▶ SUPPLIED TEXT
Depression isn't just being sad, it'a an illness, a disease. Something that can't be cured easily.

Depression is when you feel agony, misery, pain and nothingness all at once. When you slowly start to believe that peopple can tell there's something wround with you, just by looking at you.

You try to smile through the tears and act like you're okay to avoid the questions, but you know people can see just how sad and lonely you really are.

You'll wake up early, and lie in bed, feeling to worthless and pathetic to get up. And soon, you stop eating, stop sleeping. You become dead, but still alive.

Depression ruins lives, takes them and devours them.

Now I know in my heart that nothing is good or right anymore. Then you get sent to a therapist for some help, and all they tell you is that it's all in your head. How could they? Don't they know how you feel? How everything just seems to pass you by, while you stay there in misery. Don't they know?

It's killing me... it hurts so much. Why won't it end? Why do others deserve happiness more than I do? Why won't it leave? Please, just rip out my heart and end the suffering... please.

Depression is slowly killing me.

Depression is ruining my life.

Please, help me, before it's to late.

Or would you rather have a heart full of hate?


Just a little something I wrote, I haven't been doing to well lately, I'm not really that happy, so... I guess I just felt like writing something.

▶ DATA RECORDS
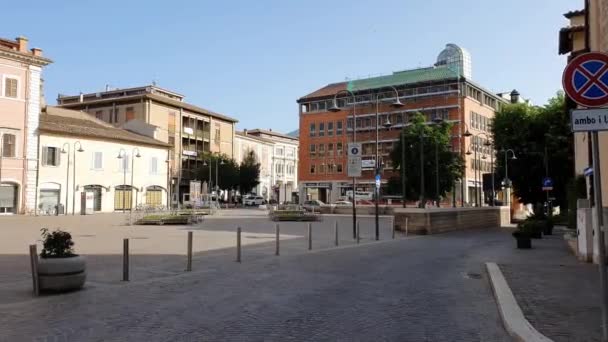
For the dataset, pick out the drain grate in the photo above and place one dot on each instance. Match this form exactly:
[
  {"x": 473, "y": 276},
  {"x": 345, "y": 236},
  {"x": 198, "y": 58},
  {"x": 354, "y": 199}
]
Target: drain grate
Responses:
[{"x": 471, "y": 275}]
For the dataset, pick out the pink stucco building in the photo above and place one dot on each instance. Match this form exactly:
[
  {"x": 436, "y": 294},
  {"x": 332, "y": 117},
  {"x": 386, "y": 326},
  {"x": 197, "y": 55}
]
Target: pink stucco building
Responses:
[{"x": 20, "y": 94}]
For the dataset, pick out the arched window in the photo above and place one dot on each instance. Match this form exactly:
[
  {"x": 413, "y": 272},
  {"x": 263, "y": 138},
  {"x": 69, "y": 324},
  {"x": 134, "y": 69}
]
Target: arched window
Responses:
[{"x": 9, "y": 145}]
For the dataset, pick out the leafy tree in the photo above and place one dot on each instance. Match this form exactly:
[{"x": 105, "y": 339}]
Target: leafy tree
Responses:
[
  {"x": 249, "y": 175},
  {"x": 435, "y": 140},
  {"x": 226, "y": 170},
  {"x": 543, "y": 144}
]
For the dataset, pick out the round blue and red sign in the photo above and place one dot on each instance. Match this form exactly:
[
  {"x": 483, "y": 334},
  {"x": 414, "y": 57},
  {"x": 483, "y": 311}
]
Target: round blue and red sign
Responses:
[{"x": 585, "y": 79}]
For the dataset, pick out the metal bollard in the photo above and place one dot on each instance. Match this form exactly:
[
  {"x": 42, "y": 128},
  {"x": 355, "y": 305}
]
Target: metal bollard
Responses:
[
  {"x": 336, "y": 233},
  {"x": 125, "y": 260},
  {"x": 238, "y": 244},
  {"x": 189, "y": 264},
  {"x": 276, "y": 252},
  {"x": 34, "y": 264},
  {"x": 309, "y": 236}
]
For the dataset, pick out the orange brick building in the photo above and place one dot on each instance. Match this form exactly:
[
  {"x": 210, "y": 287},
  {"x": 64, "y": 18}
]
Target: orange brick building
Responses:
[{"x": 444, "y": 90}]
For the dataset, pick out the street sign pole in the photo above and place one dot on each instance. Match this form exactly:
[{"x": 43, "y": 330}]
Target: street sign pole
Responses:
[
  {"x": 585, "y": 84},
  {"x": 597, "y": 186}
]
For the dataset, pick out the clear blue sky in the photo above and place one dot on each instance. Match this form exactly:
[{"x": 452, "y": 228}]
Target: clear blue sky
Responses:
[{"x": 253, "y": 59}]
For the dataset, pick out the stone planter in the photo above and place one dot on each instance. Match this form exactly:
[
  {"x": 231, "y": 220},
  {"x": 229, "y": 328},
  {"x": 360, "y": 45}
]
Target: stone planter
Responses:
[
  {"x": 61, "y": 274},
  {"x": 524, "y": 243}
]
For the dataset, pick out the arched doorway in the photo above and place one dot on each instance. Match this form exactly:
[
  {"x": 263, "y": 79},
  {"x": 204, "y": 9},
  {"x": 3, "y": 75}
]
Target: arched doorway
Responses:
[
  {"x": 97, "y": 193},
  {"x": 49, "y": 197},
  {"x": 123, "y": 197},
  {"x": 154, "y": 195},
  {"x": 9, "y": 198}
]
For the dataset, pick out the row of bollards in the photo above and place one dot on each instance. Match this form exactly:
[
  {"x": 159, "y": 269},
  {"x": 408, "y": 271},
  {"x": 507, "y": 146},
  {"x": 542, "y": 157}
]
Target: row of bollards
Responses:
[
  {"x": 125, "y": 255},
  {"x": 125, "y": 249}
]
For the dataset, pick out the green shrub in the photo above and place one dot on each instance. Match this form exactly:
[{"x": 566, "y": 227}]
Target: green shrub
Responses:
[{"x": 57, "y": 244}]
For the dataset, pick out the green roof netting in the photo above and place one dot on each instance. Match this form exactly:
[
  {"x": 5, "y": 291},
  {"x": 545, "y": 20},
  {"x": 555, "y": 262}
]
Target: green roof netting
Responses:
[{"x": 403, "y": 77}]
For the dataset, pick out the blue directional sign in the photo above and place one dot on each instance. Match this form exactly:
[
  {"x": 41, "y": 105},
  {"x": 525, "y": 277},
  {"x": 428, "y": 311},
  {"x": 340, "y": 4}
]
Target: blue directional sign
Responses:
[{"x": 547, "y": 184}]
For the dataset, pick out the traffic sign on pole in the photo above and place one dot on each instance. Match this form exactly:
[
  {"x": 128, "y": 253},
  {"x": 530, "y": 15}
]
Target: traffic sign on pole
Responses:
[
  {"x": 585, "y": 79},
  {"x": 354, "y": 160},
  {"x": 547, "y": 184}
]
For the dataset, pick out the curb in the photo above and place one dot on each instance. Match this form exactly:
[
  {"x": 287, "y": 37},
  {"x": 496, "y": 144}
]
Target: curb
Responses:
[{"x": 512, "y": 317}]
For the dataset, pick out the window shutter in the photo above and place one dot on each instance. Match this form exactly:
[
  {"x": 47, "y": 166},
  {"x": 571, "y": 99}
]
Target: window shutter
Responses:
[
  {"x": 57, "y": 157},
  {"x": 44, "y": 155}
]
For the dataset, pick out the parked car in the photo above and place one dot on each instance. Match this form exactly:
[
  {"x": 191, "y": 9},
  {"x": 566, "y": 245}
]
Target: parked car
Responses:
[
  {"x": 313, "y": 205},
  {"x": 343, "y": 204},
  {"x": 254, "y": 200}
]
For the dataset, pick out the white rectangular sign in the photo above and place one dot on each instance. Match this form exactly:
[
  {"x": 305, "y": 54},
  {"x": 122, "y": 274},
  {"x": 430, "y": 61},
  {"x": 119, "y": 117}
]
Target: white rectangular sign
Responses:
[
  {"x": 354, "y": 160},
  {"x": 368, "y": 163},
  {"x": 354, "y": 149},
  {"x": 585, "y": 120},
  {"x": 354, "y": 166}
]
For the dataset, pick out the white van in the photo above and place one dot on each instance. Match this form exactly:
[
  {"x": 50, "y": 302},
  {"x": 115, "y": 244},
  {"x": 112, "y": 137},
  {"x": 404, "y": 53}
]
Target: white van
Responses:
[{"x": 361, "y": 195}]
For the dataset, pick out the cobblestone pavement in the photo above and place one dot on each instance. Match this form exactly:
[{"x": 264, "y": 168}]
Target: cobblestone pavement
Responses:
[
  {"x": 430, "y": 288},
  {"x": 558, "y": 295},
  {"x": 160, "y": 251}
]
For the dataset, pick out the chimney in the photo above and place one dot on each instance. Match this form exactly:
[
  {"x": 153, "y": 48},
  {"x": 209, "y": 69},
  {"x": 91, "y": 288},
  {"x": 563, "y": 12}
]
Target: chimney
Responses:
[
  {"x": 514, "y": 96},
  {"x": 42, "y": 98},
  {"x": 22, "y": 41}
]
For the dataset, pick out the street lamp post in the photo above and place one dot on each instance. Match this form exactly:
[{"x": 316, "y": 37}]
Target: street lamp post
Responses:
[
  {"x": 336, "y": 108},
  {"x": 437, "y": 120},
  {"x": 466, "y": 134},
  {"x": 123, "y": 154},
  {"x": 489, "y": 143},
  {"x": 403, "y": 195},
  {"x": 67, "y": 174},
  {"x": 507, "y": 182},
  {"x": 421, "y": 204},
  {"x": 453, "y": 184},
  {"x": 132, "y": 172},
  {"x": 395, "y": 104},
  {"x": 74, "y": 150}
]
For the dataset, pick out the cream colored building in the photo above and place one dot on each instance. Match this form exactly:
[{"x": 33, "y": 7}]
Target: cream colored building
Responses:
[
  {"x": 283, "y": 164},
  {"x": 263, "y": 149},
  {"x": 573, "y": 41},
  {"x": 79, "y": 153},
  {"x": 191, "y": 131},
  {"x": 20, "y": 94}
]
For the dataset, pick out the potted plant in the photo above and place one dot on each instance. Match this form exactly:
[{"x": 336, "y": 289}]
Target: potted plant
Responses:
[
  {"x": 59, "y": 268},
  {"x": 548, "y": 228},
  {"x": 523, "y": 237}
]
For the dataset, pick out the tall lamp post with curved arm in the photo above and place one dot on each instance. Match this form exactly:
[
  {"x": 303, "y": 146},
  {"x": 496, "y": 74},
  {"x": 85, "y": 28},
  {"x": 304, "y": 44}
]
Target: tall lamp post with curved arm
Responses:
[
  {"x": 506, "y": 182},
  {"x": 335, "y": 108},
  {"x": 395, "y": 104},
  {"x": 490, "y": 143},
  {"x": 67, "y": 174},
  {"x": 74, "y": 150},
  {"x": 132, "y": 172},
  {"x": 123, "y": 154}
]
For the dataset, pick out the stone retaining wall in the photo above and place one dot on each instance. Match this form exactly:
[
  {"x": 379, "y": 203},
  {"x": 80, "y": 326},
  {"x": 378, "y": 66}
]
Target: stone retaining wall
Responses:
[{"x": 434, "y": 221}]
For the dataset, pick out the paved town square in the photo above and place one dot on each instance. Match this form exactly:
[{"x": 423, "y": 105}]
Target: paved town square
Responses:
[
  {"x": 408, "y": 289},
  {"x": 304, "y": 171}
]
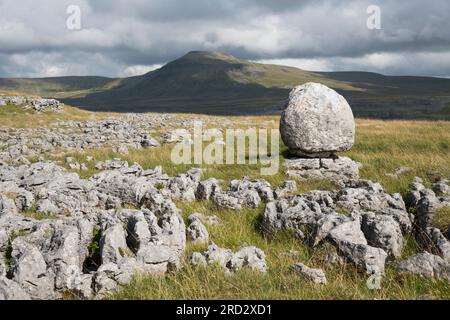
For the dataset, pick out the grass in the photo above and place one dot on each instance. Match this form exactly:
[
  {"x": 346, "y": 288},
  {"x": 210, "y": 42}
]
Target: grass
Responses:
[
  {"x": 381, "y": 147},
  {"x": 442, "y": 219}
]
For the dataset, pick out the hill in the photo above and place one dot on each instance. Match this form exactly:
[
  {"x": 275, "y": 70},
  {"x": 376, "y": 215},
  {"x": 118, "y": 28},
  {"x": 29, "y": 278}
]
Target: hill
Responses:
[{"x": 218, "y": 83}]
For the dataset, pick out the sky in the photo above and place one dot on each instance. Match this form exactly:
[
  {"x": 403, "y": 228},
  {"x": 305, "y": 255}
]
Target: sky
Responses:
[{"x": 119, "y": 38}]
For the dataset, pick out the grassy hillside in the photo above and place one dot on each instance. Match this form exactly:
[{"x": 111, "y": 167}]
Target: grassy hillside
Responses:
[
  {"x": 53, "y": 87},
  {"x": 218, "y": 83},
  {"x": 381, "y": 146}
]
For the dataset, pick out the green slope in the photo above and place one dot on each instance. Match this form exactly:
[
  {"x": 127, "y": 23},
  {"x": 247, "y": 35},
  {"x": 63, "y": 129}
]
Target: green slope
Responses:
[{"x": 218, "y": 83}]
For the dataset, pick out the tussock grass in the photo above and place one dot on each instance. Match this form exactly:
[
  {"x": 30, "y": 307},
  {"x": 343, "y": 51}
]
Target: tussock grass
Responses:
[{"x": 381, "y": 147}]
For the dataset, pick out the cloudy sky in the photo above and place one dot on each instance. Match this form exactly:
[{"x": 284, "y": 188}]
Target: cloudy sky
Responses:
[{"x": 129, "y": 37}]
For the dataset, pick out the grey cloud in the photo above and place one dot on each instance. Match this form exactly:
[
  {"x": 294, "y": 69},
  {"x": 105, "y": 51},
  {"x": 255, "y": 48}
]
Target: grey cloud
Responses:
[{"x": 122, "y": 33}]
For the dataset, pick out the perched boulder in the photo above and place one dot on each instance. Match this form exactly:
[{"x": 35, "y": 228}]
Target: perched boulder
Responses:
[{"x": 317, "y": 122}]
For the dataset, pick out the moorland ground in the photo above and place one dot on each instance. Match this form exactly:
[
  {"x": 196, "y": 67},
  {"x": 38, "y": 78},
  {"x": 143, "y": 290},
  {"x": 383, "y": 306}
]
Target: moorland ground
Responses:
[{"x": 381, "y": 147}]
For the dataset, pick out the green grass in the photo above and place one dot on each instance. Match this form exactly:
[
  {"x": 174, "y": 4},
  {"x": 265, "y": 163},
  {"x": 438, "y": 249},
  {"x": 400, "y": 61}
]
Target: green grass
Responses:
[
  {"x": 442, "y": 219},
  {"x": 381, "y": 147}
]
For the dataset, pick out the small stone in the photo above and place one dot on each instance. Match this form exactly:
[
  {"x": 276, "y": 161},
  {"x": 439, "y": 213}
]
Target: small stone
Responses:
[{"x": 316, "y": 276}]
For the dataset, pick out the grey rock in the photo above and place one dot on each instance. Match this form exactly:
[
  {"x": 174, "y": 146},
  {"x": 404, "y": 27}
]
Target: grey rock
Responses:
[
  {"x": 197, "y": 259},
  {"x": 24, "y": 200},
  {"x": 442, "y": 187},
  {"x": 436, "y": 242},
  {"x": 29, "y": 269},
  {"x": 211, "y": 220},
  {"x": 158, "y": 258},
  {"x": 333, "y": 169},
  {"x": 208, "y": 188},
  {"x": 113, "y": 245},
  {"x": 218, "y": 255},
  {"x": 317, "y": 122},
  {"x": 46, "y": 206},
  {"x": 7, "y": 206},
  {"x": 383, "y": 231},
  {"x": 286, "y": 189},
  {"x": 224, "y": 200},
  {"x": 426, "y": 265},
  {"x": 316, "y": 276},
  {"x": 427, "y": 207},
  {"x": 197, "y": 232},
  {"x": 413, "y": 196},
  {"x": 364, "y": 256},
  {"x": 10, "y": 290},
  {"x": 348, "y": 232},
  {"x": 251, "y": 257}
]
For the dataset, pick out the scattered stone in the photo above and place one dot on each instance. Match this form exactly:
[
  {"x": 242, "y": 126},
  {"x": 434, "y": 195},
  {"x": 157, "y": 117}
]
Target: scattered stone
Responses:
[
  {"x": 286, "y": 189},
  {"x": 197, "y": 232},
  {"x": 250, "y": 257},
  {"x": 426, "y": 265},
  {"x": 332, "y": 169},
  {"x": 211, "y": 220},
  {"x": 383, "y": 231},
  {"x": 399, "y": 171},
  {"x": 316, "y": 276}
]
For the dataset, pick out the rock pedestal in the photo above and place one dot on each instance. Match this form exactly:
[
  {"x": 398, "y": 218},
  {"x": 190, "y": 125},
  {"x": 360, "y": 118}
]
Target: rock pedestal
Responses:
[
  {"x": 317, "y": 123},
  {"x": 332, "y": 169}
]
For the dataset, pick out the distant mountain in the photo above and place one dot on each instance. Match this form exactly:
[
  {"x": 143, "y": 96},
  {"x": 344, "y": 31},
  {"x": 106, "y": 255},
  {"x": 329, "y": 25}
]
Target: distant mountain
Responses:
[{"x": 218, "y": 83}]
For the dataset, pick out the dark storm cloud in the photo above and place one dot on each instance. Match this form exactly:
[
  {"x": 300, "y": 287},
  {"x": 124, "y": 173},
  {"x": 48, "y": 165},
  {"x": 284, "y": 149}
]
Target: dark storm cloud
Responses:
[{"x": 124, "y": 37}]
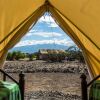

▶ TASK ITEM
Write out the piece on depression starting at "You'll wake up" and ending at "Don't they know?", substituting "counselor" for "therapist". The items come from a separate source unrelated to the text.

▶ RESULT OF THE EXERCISE
You'll wake up early, and lie in bed, feeling to worthless and pathetic to get up. And soon, you stop eating, stop sleeping. You become dead, but still alive.

Depression ruins lives, takes them and devours them.

Now I know in my heart that nothing is good or right anymore. Then you get sent to a counselor for some help, and all they tell you is that it's all in your head. How could they? Don't they know how you feel? How everything just seems to pass you by, while you stay there in misery. Don't they know?